- _ТЕКСТ_
_____

Злые бабки долго живут
15.01.2012 00:00
Людского равенства нет и не может быть

Злые бабки долго живут– Помогите, ленинградцы!..
В переходе метро, вытянув сухонькую кисть руки, словно пытаясь удержать пробегающих мимо жителей огромного города, именующего себя культурной столицей, она взывала к прошлому, где не принято было отправлять старух на паперть.



Обитателям мегаполиса было не до неё. По инерции и я пробежал мимо: представитель эфемерного «среднего класса», потребитель, зомбированный рекламой, что успешный мужчина потребляет всё самое лучшее – лучшую еду, лучшие напитки, одежду, автомобили, лучших женщин…
Людского равенства нет и не может быть. Идея людского равенства принесла человечеству неисчислимые бедствия. Люди не равны изначально и по сути своей. Не равны по росту, весу, темпераменту, физической силе, таланту, служебному положению и количеству денежных знаков. Равенство порождает бюрократию и тиранию уже только потому, что кто-то должен контролировать людское стадо, в котором каждый отчаянно хочет хоть чем-то выделиться среди себе подобных.
Но люди становятся действительно равны, когда соприкасаются душами, когда блестящий академик, толстая кухарка и чванливый олигарх за столиком кафе вспоминают о том, как они ходили в первый класс и как олигарх с академиком порывались нести кухаркин портфель.

_____

- _ОБЯЗАТЕЛЬНЫЕ ЗАДАНИЯ_
**a.** Ответьте на вопросы по тексту «Злые бабки долго живут» и пометьте ответы теми же знаками:
(i) Где старуха просила о помощи?
(ii) Кем называет себя рассказчик, пробегая мимо нее?
(iii) Что, согласно тексту, порождает равенство?
**b.** Подхватите текст «Злые бабки долго живут» и напишите, что идет после его последнего предложения.
Записи, приведенные далее, никак не связаны с текстом «Злые бабки долго живут».

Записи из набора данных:
_____

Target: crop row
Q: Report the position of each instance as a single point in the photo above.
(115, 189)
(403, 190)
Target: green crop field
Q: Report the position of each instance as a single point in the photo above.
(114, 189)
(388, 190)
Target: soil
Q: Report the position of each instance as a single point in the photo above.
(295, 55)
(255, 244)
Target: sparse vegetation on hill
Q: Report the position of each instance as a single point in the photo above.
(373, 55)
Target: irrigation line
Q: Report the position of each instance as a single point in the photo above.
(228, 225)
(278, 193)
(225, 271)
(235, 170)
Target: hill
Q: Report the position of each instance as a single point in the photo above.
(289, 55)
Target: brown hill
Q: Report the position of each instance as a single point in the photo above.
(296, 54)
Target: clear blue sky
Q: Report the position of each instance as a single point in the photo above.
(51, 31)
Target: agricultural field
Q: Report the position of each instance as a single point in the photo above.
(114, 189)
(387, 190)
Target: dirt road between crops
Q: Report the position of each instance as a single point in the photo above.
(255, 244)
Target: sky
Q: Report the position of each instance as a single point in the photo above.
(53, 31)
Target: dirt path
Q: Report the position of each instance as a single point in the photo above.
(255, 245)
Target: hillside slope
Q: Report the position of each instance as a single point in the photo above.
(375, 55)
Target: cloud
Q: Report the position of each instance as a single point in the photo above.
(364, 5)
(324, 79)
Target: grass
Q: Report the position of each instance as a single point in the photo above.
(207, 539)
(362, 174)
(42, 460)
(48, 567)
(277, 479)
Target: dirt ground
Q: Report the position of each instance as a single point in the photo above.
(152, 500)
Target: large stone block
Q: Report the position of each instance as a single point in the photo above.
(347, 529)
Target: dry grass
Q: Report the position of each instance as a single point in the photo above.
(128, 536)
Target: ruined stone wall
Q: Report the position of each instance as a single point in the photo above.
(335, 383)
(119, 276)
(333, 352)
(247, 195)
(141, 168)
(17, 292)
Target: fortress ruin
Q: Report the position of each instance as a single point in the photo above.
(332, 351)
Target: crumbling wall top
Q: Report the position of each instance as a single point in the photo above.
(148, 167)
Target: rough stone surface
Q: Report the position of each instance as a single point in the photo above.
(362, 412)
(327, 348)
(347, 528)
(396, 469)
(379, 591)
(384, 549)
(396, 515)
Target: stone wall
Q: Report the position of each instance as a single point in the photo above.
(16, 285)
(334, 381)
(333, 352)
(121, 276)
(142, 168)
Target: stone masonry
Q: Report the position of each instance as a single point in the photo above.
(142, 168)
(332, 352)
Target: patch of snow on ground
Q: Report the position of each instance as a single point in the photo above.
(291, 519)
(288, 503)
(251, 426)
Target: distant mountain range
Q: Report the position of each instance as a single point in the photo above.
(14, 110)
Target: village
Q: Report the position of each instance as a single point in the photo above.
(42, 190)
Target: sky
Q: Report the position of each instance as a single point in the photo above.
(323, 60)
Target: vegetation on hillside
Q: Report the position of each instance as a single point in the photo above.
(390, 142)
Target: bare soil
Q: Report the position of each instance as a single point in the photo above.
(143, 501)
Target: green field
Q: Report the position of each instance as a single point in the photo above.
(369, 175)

_____

- _ОТВЕТЫ ПО ЗАДАНИЯМ_
**a.**
(i) В переходе метро.
(ii) Представителем эфемерного «среднего класса», потребителем, зомбированным рекламой.
(iii) Бюрократию и тиранию.

**b.**
Странно, но слова «ленинградцы» и «Ленинград» никогда не ассоциировались у меня с вождём мирового пролетариата. Это было нечто прохладное, белёсое, цвета белой ночи, мягкое, как балтийские туманы, утреннее, родное, как рассветная улица Зодчего Росси.
Так кто же я есть в огромном городе, с иллюзией успеха и суетливой спешкой, с десятками встреч-пересечек на дню? И как называется этот город?
Обо всём этом я успел подумать на бегу. И, уже коснувшись смарт-картой турникета метро, остановился и, как пловец, отчаянно гребущий против людского течения, вернулся на отчаянный старушечий крик, протянул деньги.
Это была не милостыня. Просто услыхав её крик, я успел взглянуть со стороны на себя и на всех нас.

«Не могу видеть просящих старух, – сказал мне однажды старший товарищ, ставший впоследствии генералом и известным писателем. – Знаешь, я могу спокойно взирать на что угодно, но когда вижу старуху, стоящую на коленях в ледяной луже с покорно склонённой головой…»
Вот и эта старуха была из тех, на кого невозможно взирать равнодушно.
– Помогите, дети! – горестно вскрикивала она, сидя на крыльце гастронома, и «дети» заворожённо останавливались, лезли в карманы и сумочки за кошельками.
Помогать ей стало моим ежедневным долгом, пока сосед по подъезду, цинично улыбаясь, не сообщил, что бабку ежедневно привозят на «работу» и увозят на огромном чёрном джипе.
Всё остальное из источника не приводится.